A data block
★ ★ ★ ★ ★ ★ ★
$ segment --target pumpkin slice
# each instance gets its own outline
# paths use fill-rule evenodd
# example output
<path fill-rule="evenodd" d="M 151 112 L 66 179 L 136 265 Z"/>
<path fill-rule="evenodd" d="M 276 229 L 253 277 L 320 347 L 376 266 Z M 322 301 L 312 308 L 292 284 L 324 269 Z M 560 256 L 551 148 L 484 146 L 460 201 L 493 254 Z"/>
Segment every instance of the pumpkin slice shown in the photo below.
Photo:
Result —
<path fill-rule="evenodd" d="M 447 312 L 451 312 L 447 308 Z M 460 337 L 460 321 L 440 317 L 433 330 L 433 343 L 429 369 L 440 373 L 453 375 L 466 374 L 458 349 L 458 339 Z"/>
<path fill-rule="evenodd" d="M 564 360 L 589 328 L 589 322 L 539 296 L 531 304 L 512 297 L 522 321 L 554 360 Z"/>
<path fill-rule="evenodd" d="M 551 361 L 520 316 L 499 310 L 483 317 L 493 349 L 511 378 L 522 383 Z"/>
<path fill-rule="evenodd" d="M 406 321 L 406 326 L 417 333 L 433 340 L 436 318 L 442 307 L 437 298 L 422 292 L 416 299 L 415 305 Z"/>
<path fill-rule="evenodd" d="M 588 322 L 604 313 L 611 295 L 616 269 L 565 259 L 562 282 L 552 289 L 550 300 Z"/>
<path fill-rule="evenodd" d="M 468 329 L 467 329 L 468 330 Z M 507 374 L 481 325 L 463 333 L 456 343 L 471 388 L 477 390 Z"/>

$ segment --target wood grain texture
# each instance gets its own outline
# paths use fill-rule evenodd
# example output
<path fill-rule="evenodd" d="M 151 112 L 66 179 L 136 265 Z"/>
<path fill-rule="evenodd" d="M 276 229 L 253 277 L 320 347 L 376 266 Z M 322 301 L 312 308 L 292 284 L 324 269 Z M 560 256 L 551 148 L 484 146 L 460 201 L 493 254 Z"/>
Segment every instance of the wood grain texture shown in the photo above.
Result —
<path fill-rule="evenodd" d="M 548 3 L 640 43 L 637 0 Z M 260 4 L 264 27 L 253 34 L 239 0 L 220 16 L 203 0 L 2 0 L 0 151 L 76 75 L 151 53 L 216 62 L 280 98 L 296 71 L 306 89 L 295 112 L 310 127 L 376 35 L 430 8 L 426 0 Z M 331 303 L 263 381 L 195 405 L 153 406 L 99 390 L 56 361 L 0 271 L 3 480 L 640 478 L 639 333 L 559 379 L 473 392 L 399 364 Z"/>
★ ★ ★ ★ ★ ★ ★
(Task description): Return every line of the entries above, character for character, with nothing changed.

(Answer to the task):
$ segment --target pumpkin slice
# each instance gets its own outline
# paths use fill-rule evenodd
# example output
<path fill-rule="evenodd" d="M 151 112 L 66 179 L 136 265 Z"/>
<path fill-rule="evenodd" d="M 276 229 L 253 277 L 320 347 L 376 266 Z M 322 301 L 312 308 L 292 284 L 324 269 Z M 560 256 L 551 148 L 484 146 L 460 201 L 493 254 Z"/>
Segment every instance of the pumpkin slice shown in the photo below.
Photo:
Result —
<path fill-rule="evenodd" d="M 447 312 L 451 312 L 447 308 Z M 460 337 L 460 321 L 440 317 L 433 330 L 433 343 L 429 369 L 440 373 L 453 375 L 466 374 L 458 349 L 458 339 Z"/>
<path fill-rule="evenodd" d="M 564 360 L 589 328 L 589 322 L 539 296 L 531 304 L 512 297 L 522 321 L 554 360 Z"/>
<path fill-rule="evenodd" d="M 551 361 L 520 316 L 499 310 L 483 317 L 493 349 L 511 378 L 522 383 Z"/>
<path fill-rule="evenodd" d="M 406 321 L 406 326 L 417 333 L 433 340 L 436 318 L 442 307 L 437 298 L 422 292 L 416 299 L 415 305 Z"/>
<path fill-rule="evenodd" d="M 588 322 L 604 313 L 611 295 L 616 269 L 565 259 L 562 282 L 552 289 L 550 300 Z"/>
<path fill-rule="evenodd" d="M 468 329 L 467 329 L 468 330 Z M 507 374 L 481 325 L 463 333 L 456 343 L 471 388 L 477 390 Z"/>

$ segment --target wood grain texture
# each instance gets its own outline
# paths use fill-rule evenodd
# example output
<path fill-rule="evenodd" d="M 151 112 L 66 179 L 136 265 Z"/>
<path fill-rule="evenodd" d="M 276 229 L 253 277 L 320 347 L 376 266 Z M 322 301 L 312 308 L 292 284 L 324 269 Z M 560 256 L 551 148 L 484 146 L 460 201 L 493 254 Z"/>
Segment every instance of the wood grain texture shown in the photo above.
Result —
<path fill-rule="evenodd" d="M 548 3 L 640 43 L 637 0 Z M 260 4 L 264 27 L 253 34 L 239 0 L 220 16 L 203 0 L 2 0 L 0 151 L 76 75 L 151 53 L 216 62 L 280 98 L 296 71 L 306 89 L 295 112 L 310 127 L 376 35 L 430 8 L 426 0 Z M 331 303 L 263 381 L 195 405 L 153 406 L 99 390 L 56 361 L 0 271 L 3 480 L 640 478 L 639 333 L 559 379 L 473 392 L 399 364 Z"/>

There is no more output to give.